---- DATA TO USE

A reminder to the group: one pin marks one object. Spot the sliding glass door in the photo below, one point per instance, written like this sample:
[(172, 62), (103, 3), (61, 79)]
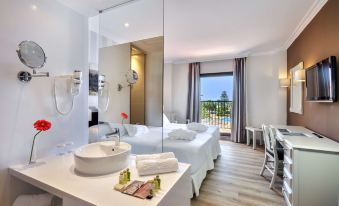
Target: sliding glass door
[(216, 91)]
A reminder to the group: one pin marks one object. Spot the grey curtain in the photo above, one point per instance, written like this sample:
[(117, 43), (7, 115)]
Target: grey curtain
[(193, 101), (239, 101)]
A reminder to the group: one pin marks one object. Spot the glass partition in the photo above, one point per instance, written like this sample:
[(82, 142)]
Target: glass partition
[(127, 58)]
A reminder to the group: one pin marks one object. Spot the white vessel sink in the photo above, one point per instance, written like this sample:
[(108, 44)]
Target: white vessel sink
[(101, 158)]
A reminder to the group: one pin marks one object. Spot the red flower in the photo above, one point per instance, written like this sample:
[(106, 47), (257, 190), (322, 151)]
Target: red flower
[(124, 115), (42, 125)]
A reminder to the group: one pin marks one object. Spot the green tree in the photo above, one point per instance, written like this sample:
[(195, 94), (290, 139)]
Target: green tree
[(207, 108), (224, 96)]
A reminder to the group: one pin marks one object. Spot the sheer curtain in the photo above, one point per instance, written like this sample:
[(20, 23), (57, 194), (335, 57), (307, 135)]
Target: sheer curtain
[(193, 101), (239, 101)]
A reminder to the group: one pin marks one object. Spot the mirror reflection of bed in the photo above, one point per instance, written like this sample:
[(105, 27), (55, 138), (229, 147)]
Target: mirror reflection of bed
[(130, 79), (133, 74)]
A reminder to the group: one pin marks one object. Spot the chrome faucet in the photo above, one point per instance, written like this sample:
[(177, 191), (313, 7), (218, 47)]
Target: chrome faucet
[(116, 135)]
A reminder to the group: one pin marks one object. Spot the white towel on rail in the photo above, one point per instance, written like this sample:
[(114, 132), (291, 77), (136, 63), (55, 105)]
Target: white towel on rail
[(165, 155), (182, 134), (34, 200), (197, 127), (157, 166)]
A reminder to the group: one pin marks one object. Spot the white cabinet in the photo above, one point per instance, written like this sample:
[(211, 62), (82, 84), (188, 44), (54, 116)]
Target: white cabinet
[(311, 169)]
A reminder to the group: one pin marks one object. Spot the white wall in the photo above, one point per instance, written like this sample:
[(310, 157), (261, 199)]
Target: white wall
[(266, 100), (168, 68), (62, 33), (114, 63), (180, 91), (153, 84)]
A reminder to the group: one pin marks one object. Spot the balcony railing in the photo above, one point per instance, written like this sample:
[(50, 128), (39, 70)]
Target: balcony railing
[(217, 113)]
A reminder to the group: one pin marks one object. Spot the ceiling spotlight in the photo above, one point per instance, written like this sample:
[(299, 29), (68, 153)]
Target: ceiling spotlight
[(34, 7)]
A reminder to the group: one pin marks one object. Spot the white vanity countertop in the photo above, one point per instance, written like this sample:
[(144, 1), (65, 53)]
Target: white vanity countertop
[(308, 142), (56, 175)]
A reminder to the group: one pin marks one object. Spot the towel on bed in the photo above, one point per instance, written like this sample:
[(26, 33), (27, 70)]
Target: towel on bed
[(165, 155), (182, 134), (197, 127), (157, 166)]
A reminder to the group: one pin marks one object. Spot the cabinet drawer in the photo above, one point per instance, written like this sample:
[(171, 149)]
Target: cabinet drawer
[(287, 178), (287, 192), (288, 164), (288, 152)]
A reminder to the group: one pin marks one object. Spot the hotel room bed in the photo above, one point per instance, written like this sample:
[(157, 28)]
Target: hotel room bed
[(200, 153)]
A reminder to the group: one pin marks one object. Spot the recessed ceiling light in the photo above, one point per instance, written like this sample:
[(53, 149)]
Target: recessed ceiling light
[(34, 7)]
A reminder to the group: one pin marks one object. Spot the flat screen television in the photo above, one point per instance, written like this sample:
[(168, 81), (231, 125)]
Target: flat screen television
[(321, 81)]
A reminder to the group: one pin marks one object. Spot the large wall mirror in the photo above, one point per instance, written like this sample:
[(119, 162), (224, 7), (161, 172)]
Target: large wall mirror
[(126, 75)]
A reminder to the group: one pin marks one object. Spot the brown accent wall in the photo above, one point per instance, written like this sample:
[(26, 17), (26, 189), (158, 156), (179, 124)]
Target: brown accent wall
[(319, 40)]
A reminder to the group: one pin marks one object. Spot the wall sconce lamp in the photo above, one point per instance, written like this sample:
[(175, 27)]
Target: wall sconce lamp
[(299, 75), (284, 83), (131, 78)]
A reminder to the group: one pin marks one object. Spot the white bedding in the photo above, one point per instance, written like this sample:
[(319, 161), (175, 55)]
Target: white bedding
[(200, 152)]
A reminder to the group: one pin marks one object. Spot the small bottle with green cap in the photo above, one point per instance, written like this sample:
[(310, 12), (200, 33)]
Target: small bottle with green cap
[(121, 178), (128, 174), (158, 182)]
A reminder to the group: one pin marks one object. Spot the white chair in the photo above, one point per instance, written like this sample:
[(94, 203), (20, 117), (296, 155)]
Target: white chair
[(274, 154)]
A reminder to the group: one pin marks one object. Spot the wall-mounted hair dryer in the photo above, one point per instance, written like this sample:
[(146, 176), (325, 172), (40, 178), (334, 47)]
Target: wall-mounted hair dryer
[(76, 82), (103, 93), (73, 85)]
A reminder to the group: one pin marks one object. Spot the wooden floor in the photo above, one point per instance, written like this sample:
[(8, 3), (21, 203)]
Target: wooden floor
[(235, 181)]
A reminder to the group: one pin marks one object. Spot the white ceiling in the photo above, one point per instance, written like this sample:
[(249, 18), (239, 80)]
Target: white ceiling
[(90, 7), (202, 30)]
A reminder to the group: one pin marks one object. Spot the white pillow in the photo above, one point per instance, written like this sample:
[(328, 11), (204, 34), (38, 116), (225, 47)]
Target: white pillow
[(141, 129), (136, 130), (120, 127), (131, 129), (165, 119)]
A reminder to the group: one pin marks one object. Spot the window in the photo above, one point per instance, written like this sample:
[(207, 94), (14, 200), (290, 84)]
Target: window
[(216, 93)]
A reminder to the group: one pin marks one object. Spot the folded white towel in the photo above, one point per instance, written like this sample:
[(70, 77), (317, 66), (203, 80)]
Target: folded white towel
[(34, 200), (197, 127), (182, 134), (157, 166), (165, 155)]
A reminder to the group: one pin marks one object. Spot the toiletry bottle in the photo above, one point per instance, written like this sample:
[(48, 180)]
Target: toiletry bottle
[(121, 178), (125, 176), (155, 182), (128, 175), (159, 182)]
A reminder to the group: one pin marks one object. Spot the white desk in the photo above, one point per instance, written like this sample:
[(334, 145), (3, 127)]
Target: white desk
[(254, 131), (56, 176), (311, 168)]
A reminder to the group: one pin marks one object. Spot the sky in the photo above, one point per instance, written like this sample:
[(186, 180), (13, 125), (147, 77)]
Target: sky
[(211, 87)]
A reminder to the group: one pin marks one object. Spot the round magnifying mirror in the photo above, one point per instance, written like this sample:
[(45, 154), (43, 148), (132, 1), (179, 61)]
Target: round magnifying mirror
[(31, 54), (132, 76)]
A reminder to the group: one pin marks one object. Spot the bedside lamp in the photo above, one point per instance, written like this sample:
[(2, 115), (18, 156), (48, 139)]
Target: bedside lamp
[(300, 75), (284, 82)]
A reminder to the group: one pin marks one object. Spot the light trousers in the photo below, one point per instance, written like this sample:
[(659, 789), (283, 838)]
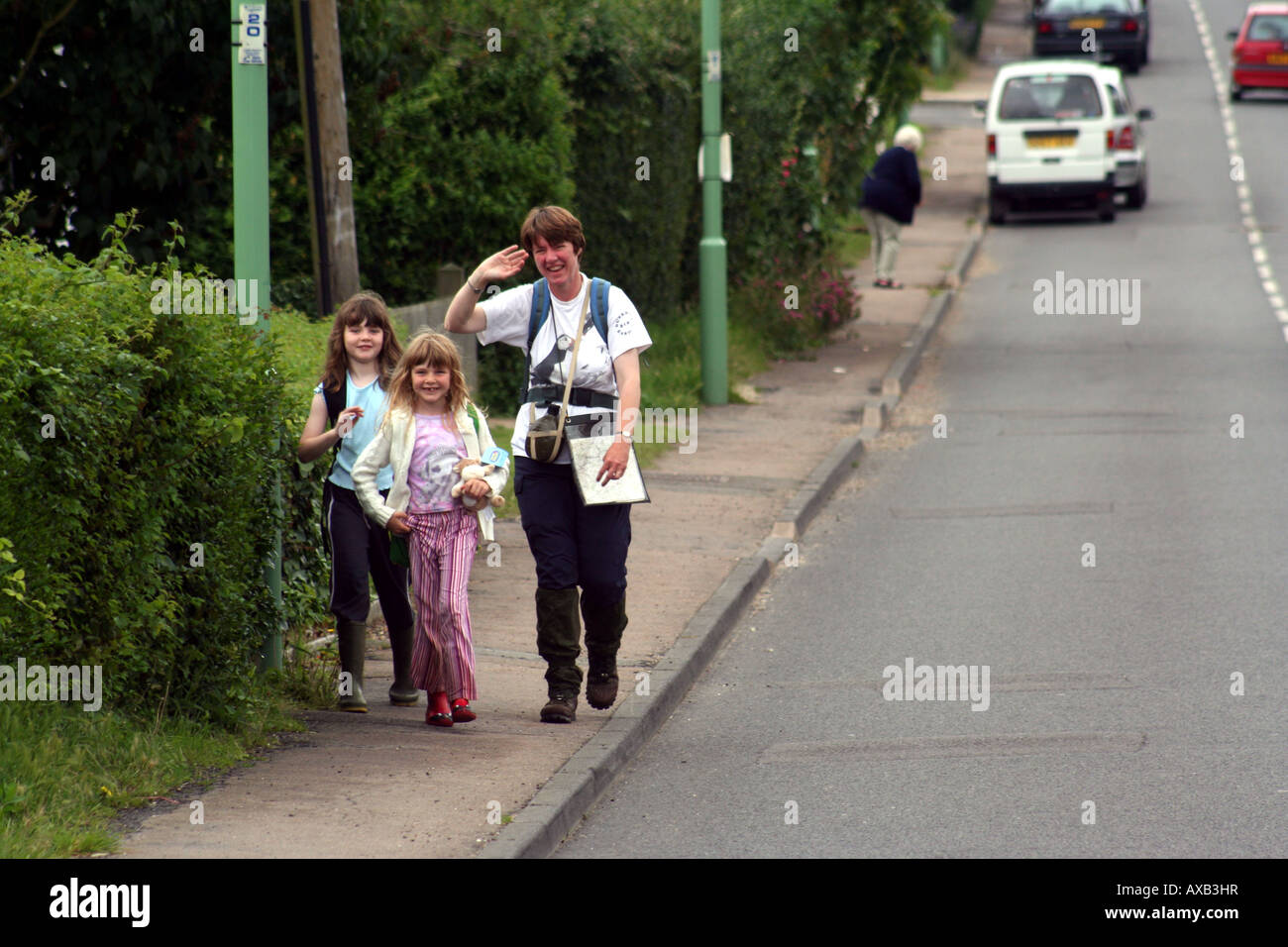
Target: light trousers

--------

▶ [EXERCISE BRIEF]
Check each line of the entries above for the word "below". List the ones that have it.

▶ [SOLUTION]
A reminder to the group: one pin marks one object. Spot the sliding glass door in the photo below, one point per instance, written like this sample:
A reminder to the group: one pin marks one object. Spot the light trousers in the photo below, one point per instance, written like this sample:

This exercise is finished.